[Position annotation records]
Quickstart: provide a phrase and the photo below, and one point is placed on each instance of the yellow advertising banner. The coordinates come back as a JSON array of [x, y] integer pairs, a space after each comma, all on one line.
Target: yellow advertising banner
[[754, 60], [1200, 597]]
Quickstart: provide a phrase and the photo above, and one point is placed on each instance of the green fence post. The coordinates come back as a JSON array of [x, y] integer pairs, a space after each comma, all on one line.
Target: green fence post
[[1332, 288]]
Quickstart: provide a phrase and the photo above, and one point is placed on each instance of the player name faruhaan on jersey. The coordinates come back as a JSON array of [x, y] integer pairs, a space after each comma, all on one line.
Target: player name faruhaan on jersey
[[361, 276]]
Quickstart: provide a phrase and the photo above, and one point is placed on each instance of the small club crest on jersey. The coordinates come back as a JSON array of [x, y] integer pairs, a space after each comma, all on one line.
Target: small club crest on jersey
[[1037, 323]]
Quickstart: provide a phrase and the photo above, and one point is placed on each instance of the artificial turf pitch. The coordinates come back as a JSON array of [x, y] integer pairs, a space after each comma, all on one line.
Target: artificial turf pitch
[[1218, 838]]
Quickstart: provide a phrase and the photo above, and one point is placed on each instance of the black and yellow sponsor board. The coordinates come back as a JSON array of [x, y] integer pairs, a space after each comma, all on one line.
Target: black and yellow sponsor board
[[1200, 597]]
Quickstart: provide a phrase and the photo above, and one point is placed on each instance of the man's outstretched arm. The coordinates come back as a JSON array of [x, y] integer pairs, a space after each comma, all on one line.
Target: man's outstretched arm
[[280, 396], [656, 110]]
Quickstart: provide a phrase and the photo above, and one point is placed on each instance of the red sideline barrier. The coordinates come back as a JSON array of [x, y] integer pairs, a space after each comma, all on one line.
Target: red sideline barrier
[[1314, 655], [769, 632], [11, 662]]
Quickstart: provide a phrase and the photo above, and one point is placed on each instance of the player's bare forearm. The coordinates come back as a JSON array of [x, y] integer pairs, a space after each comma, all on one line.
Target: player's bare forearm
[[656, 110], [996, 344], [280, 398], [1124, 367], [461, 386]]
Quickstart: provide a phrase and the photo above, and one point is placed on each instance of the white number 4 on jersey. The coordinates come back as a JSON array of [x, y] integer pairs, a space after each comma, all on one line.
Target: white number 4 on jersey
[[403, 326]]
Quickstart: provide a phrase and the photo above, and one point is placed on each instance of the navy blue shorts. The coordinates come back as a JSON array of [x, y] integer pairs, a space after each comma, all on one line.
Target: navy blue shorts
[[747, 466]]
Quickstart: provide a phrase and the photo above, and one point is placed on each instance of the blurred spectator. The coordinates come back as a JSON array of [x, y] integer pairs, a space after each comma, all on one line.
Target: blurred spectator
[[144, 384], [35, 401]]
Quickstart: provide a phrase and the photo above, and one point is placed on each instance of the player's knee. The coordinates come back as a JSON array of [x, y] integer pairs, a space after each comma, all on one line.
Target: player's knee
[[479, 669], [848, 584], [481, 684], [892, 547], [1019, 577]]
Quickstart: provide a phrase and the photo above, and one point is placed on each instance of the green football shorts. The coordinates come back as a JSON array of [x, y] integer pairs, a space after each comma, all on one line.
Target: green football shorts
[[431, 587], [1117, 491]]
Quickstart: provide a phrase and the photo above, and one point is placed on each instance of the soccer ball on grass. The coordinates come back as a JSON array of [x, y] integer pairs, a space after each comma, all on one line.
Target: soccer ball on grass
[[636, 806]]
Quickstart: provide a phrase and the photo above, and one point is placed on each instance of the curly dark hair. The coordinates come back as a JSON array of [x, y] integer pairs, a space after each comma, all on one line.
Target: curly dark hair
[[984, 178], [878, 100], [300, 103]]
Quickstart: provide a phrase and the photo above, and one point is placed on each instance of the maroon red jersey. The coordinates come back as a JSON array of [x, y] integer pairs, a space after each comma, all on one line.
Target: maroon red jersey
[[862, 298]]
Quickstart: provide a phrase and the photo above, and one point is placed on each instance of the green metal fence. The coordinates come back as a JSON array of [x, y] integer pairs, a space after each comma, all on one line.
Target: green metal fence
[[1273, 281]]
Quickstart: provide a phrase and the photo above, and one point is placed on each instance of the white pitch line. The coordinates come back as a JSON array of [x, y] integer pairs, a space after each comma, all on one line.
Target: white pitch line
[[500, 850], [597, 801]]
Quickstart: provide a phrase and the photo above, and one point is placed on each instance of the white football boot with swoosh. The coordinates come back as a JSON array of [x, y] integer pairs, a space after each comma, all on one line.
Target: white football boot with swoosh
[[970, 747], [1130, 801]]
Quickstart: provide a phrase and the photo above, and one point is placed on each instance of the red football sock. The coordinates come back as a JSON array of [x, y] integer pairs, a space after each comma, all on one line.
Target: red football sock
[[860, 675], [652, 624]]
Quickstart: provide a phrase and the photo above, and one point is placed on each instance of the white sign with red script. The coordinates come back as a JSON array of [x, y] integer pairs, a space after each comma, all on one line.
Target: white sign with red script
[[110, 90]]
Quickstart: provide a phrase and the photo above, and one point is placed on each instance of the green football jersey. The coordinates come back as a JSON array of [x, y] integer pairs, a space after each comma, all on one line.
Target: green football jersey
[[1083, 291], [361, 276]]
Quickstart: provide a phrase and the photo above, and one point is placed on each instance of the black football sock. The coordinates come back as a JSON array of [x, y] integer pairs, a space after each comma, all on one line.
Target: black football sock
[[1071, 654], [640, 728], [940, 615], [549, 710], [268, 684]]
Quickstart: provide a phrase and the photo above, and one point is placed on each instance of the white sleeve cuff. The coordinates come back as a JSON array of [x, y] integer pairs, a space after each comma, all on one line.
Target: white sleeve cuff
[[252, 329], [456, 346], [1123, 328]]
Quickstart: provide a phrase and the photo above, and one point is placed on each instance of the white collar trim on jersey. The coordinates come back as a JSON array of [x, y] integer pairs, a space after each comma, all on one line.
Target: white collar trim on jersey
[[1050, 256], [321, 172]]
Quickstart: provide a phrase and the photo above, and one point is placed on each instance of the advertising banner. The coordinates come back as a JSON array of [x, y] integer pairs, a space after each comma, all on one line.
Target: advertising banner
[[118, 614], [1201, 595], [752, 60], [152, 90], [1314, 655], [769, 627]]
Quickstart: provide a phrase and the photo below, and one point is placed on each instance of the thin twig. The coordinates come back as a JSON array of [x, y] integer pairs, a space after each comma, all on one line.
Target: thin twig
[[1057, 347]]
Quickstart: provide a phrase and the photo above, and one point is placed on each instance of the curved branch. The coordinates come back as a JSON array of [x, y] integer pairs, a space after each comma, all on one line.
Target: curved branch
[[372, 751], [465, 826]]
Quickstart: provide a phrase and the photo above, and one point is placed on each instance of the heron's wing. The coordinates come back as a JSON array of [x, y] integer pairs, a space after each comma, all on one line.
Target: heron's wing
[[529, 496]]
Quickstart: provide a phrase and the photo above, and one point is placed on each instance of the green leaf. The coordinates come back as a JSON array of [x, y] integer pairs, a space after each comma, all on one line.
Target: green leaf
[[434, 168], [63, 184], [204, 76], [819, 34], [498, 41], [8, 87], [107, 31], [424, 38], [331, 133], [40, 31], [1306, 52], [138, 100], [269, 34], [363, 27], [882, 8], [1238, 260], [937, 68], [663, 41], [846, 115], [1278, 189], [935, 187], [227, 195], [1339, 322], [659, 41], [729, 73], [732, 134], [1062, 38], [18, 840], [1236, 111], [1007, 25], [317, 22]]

WHAT TO PRODUCE :: Reproduce, word for word, the lines of the material above beginning with the line that contains "of the advertising" and continuing through the line that contains "[[529, 496]]".

OUTPUT OF THE EXERCISE ::
Quickstart: provide a phrase and the photo above, and one point is placed on each instance of the advertising banner. The coordinates come back as a JSON array of [x, y] integer pairs, a space after each comma, all on one line.
Target: advertising banner
[[118, 614], [1201, 595], [752, 60], [152, 90], [1314, 655], [769, 627]]
Quickstart: provide a phrase and the photo below, and one point is placed on each instance of the thin twig. The coordinates come back as a JSON array of [x, y] integer pairs, a space after each comma, all on one line.
Target: thin twig
[[1057, 347]]
Quickstart: provide a phrase and the photo above, and one point is placed on each instance of the curved branch. The coordinates come back as a JSON array of [x, y] integer pairs, a space after each comma, all on one line.
Target: curved branch
[[372, 751], [465, 826]]
Quickstart: provide a phrase and the photo above, and one point is placed on each instance of the heron's wing. The coordinates come back as a JSON array of [x, y] integer pairs, a space after each comma, all on one line.
Target: heron's wing
[[529, 496]]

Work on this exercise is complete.